(Rows of box annotation data)

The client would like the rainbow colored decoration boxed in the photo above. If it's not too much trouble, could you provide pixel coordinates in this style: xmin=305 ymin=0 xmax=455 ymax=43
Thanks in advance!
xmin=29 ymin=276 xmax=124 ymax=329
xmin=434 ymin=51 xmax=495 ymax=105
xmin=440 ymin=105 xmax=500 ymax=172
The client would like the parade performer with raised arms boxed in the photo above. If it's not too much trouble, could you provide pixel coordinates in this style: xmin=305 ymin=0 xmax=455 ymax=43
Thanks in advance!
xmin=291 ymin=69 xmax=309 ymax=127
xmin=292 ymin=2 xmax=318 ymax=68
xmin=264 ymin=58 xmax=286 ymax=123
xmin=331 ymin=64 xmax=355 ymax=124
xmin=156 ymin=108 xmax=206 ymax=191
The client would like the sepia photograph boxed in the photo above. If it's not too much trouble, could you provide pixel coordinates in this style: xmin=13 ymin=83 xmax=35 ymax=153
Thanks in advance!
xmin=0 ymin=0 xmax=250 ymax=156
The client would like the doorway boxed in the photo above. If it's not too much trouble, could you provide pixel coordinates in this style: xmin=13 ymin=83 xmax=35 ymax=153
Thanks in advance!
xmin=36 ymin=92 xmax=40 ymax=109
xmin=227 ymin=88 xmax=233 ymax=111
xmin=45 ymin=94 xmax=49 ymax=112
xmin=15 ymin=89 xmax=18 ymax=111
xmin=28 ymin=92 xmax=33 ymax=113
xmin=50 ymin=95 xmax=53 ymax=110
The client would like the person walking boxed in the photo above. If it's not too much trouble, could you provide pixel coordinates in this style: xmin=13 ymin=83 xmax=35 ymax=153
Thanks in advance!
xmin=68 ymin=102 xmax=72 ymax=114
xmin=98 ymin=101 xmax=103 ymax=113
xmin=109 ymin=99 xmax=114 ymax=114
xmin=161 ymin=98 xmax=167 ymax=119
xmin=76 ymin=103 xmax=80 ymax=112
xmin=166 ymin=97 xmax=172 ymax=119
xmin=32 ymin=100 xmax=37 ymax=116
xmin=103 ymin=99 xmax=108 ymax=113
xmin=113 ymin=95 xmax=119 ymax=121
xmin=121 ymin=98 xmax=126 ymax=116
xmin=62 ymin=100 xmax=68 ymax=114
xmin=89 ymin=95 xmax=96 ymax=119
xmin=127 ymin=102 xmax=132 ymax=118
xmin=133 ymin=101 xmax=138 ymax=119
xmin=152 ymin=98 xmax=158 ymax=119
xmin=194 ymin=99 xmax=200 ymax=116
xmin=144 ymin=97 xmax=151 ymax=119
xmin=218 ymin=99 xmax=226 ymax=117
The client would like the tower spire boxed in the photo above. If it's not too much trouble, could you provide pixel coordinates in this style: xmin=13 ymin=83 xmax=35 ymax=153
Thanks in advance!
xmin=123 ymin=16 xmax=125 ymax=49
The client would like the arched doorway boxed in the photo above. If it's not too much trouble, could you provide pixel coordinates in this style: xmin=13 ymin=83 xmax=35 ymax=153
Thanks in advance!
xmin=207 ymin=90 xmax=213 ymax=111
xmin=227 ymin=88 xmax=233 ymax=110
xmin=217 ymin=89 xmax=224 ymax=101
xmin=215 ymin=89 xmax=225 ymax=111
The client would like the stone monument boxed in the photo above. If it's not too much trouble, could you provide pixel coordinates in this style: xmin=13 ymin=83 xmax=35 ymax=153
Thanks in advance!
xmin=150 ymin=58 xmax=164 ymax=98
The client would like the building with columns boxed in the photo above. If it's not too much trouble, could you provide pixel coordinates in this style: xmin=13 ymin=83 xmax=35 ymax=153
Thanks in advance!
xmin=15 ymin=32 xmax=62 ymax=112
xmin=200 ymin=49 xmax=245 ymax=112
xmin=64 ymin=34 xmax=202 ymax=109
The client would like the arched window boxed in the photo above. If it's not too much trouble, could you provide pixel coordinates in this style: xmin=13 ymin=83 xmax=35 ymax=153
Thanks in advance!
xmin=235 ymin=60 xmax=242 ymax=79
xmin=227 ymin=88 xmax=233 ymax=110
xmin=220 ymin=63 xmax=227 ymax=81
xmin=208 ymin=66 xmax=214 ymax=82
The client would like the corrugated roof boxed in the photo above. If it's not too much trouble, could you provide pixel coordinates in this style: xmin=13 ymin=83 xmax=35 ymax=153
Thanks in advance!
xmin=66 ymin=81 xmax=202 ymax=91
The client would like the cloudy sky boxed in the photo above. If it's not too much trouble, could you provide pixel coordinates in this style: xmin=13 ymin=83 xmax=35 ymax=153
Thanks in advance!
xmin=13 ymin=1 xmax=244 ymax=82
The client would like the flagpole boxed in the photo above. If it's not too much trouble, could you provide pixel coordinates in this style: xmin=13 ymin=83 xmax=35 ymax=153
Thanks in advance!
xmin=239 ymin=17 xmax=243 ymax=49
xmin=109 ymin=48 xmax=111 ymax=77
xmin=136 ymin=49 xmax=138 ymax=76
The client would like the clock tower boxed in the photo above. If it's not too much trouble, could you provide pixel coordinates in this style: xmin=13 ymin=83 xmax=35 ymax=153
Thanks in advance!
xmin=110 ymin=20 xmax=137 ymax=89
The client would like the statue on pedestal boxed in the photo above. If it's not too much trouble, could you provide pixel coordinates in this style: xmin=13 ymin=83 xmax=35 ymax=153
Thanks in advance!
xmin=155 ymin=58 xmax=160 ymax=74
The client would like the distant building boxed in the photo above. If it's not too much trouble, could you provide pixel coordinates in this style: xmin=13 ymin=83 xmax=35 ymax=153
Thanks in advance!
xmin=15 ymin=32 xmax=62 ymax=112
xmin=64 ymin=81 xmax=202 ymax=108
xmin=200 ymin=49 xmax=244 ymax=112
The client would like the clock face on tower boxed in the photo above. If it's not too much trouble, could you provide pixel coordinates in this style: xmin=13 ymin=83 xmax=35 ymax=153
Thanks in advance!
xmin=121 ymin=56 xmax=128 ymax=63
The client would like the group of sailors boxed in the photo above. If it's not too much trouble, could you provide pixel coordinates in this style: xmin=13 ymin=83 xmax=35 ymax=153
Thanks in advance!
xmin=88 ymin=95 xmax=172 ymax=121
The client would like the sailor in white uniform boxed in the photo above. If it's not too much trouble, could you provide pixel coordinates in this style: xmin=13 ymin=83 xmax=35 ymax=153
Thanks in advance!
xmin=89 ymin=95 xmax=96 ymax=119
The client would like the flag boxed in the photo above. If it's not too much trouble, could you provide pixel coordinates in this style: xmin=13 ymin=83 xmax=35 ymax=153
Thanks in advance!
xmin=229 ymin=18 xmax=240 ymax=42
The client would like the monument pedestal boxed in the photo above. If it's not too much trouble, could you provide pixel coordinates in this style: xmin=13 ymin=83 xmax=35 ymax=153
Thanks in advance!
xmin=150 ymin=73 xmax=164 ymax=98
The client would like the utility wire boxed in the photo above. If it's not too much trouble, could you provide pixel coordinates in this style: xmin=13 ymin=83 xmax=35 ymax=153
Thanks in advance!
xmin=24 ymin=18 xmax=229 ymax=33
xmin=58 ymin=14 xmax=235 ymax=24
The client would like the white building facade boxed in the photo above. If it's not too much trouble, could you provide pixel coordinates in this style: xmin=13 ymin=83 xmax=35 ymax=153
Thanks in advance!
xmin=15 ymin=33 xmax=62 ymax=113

**WHAT THE TASK REQUIRES:** Scale every item from the line containing "The client would like the monument" down to the end of the items above. Give all of those lines again, requests included, with each box coordinate in the answers multiplied by 0.55 and rounded to a whole number (halves round up), while the numbers in the requests and their sample formats stay unchanged.

**CORRECT RESULT:**
The client would like the monument pedestal boxed in the photo above. If it's not too much trouble, could you provide pixel coordinates in this style: xmin=13 ymin=83 xmax=35 ymax=153
Thanks in advance!
xmin=83 ymin=40 xmax=90 ymax=54
The client would like the utility wire boxed in the photo above. If it's not too much trouble, could you provide pixel coordinates in this style: xmin=13 ymin=83 xmax=35 ymax=153
Thanks in advance!
xmin=13 ymin=10 xmax=126 ymax=18
xmin=32 ymin=8 xmax=129 ymax=13
The client would like the white building facade boxed in the photo above. If it's not too much trouble, could you provide pixel coordinates in this style: xmin=13 ymin=83 xmax=35 ymax=153
Thanks in advance!
xmin=8 ymin=18 xmax=34 ymax=62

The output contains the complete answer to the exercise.